**TASK TO COMPLETE:** Copy out exactly the lines from the line containing "Indicate the sidewalk" to the end of the listing.

**EXERCISE INPUTS:**
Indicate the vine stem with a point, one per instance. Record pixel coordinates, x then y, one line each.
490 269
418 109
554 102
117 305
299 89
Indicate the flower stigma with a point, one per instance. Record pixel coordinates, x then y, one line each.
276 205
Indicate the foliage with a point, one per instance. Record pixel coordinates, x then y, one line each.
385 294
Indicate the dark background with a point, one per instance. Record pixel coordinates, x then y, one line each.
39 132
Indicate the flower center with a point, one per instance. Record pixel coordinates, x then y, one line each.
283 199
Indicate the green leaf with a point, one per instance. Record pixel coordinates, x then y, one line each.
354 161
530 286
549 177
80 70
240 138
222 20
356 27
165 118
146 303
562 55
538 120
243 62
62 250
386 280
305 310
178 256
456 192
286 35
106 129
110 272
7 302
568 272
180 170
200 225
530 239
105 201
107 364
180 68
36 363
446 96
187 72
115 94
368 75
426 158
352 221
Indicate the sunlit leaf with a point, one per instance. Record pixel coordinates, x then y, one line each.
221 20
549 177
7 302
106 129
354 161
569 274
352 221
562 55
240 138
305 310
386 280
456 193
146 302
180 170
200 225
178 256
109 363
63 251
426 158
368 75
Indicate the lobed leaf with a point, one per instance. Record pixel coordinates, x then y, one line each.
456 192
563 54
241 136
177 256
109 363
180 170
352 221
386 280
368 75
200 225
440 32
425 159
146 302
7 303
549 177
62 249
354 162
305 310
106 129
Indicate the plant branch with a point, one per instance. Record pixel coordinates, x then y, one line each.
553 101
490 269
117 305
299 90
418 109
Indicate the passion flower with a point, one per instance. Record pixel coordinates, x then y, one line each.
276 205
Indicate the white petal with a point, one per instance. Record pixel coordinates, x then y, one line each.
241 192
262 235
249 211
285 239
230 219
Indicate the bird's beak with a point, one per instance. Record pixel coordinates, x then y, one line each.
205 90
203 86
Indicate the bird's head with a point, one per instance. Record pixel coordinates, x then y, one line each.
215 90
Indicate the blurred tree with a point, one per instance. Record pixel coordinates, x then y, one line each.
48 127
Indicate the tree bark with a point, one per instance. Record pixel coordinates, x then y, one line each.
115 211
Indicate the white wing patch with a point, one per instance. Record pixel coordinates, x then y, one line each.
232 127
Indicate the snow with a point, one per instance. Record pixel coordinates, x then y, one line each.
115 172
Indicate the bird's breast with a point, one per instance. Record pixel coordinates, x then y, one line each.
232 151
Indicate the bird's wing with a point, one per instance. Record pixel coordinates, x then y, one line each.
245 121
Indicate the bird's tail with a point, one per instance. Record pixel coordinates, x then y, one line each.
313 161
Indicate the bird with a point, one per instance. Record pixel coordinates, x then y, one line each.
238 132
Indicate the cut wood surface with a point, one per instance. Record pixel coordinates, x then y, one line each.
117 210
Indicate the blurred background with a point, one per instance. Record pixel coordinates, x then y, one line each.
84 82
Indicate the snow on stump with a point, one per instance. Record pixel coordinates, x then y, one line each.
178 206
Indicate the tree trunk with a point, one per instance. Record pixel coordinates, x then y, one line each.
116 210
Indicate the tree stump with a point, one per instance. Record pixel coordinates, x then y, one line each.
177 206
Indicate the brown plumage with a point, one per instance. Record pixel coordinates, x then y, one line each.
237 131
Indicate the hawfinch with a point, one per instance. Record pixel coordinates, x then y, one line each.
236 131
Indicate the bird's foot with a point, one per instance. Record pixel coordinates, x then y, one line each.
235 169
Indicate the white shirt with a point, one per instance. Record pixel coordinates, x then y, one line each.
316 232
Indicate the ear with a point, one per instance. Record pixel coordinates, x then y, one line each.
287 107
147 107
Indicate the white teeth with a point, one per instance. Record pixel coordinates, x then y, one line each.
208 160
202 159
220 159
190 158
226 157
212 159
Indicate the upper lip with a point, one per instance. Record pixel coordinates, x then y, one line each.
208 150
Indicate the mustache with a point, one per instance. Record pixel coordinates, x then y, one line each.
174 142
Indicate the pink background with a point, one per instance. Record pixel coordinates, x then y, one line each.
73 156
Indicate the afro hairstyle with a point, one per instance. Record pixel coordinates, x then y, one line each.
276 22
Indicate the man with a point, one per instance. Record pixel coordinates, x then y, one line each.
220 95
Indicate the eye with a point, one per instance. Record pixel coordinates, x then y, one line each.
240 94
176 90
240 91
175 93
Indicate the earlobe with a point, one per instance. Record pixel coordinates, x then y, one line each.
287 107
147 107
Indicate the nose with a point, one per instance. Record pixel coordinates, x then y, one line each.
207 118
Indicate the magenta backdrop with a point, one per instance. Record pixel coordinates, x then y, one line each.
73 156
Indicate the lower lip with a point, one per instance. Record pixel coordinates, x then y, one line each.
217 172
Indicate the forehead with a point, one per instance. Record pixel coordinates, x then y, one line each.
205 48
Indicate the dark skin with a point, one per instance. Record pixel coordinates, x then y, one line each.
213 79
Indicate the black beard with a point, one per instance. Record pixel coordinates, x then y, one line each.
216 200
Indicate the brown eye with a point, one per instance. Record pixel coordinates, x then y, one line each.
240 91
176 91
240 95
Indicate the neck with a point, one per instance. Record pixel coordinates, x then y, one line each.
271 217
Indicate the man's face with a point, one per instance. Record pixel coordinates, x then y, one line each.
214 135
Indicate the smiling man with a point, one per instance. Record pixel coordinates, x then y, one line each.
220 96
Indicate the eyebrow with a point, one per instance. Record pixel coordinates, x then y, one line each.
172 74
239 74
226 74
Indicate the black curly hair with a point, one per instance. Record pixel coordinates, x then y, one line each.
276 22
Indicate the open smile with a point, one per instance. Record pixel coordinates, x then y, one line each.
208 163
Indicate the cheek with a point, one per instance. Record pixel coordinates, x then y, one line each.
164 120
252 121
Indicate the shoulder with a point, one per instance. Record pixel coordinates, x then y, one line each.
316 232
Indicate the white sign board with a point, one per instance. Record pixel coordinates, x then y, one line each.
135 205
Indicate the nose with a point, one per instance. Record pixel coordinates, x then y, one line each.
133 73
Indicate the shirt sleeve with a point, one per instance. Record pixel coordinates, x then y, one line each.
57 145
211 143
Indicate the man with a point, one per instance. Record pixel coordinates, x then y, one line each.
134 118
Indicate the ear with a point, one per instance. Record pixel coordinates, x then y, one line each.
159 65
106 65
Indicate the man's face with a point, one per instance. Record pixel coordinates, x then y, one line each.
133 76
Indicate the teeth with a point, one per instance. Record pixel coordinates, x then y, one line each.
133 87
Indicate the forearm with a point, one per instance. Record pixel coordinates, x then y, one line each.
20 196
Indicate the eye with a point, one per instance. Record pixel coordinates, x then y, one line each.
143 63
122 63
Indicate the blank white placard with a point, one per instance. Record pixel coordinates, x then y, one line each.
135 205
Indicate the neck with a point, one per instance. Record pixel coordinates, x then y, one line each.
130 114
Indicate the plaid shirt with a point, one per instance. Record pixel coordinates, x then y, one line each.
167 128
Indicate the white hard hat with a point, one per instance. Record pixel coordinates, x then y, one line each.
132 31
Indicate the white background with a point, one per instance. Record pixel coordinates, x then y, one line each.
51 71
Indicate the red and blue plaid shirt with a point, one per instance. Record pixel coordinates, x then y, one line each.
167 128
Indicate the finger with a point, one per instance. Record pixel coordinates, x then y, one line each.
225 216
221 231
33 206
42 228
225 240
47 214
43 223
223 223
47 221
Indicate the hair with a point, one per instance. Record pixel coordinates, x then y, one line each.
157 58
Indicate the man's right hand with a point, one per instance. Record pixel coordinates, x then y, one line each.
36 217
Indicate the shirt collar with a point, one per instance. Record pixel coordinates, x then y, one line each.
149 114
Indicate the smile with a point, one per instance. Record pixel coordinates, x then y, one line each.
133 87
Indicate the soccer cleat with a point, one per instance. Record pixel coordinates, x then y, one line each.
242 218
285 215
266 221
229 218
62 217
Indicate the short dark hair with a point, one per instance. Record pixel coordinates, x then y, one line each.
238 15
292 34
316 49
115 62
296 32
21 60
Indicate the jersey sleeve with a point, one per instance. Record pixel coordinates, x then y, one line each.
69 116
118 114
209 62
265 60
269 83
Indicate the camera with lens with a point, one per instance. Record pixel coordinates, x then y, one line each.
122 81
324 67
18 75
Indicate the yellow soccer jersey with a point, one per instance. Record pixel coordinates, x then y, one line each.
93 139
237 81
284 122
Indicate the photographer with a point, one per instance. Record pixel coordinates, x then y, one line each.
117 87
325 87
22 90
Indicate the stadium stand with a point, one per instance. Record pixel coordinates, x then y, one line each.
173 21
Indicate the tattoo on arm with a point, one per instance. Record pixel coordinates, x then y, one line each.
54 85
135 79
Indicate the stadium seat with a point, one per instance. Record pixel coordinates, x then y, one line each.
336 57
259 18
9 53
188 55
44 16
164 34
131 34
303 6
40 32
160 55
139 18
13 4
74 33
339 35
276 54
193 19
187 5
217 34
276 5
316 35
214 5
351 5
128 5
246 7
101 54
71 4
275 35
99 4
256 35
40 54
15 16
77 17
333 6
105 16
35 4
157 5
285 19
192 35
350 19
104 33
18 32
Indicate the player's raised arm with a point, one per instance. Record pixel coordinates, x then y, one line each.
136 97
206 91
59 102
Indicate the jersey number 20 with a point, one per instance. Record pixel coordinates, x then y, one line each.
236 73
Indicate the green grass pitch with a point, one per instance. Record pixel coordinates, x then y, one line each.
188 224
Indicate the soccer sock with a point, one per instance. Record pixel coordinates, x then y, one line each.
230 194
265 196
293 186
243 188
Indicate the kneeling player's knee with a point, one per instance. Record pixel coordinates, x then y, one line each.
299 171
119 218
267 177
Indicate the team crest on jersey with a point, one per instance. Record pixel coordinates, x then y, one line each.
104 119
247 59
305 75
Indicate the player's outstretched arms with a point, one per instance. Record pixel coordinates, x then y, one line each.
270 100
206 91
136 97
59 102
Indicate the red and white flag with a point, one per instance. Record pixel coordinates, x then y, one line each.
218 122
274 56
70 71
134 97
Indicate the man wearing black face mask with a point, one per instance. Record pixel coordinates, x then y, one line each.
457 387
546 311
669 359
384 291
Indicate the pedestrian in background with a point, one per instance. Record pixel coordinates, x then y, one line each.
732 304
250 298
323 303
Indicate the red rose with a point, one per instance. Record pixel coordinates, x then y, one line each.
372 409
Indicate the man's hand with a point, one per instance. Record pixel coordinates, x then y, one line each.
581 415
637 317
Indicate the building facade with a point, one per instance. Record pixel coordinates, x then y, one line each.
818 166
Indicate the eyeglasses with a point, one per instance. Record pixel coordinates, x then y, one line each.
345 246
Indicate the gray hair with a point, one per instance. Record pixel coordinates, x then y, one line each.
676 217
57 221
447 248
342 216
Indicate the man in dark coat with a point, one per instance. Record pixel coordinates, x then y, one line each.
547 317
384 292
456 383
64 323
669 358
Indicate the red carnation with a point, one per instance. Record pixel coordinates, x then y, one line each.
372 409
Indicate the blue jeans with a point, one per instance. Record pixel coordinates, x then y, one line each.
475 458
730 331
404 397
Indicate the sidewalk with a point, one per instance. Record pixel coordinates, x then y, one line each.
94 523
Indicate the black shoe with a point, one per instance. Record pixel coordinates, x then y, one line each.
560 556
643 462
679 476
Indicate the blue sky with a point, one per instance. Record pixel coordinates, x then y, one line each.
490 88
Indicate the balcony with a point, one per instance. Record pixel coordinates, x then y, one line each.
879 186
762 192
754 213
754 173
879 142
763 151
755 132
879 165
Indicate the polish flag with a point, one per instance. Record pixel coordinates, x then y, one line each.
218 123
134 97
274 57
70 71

**PROBLEM SOLUTION:**
Indicate the sidewalk with a point, one per instance. Record pixel coordinates, x then y, one line each.
94 523
Indicate the black shoe with a point, one per instance. Record pixel coordinates, x then y, one line each.
560 556
643 462
679 476
Indicate the blue sky with a point, one per instance. Record pixel coordinates, x then y, one line each.
490 88
Indicate the balcony with a point, one per instance. Record pixel coordinates, x then y, one line each.
879 186
762 192
754 213
754 173
879 142
763 151
755 132
879 165
Indicate the polish flag with a point, one per instance. Record pixel coordinates, x then y, one line each.
218 123
134 97
274 57
70 71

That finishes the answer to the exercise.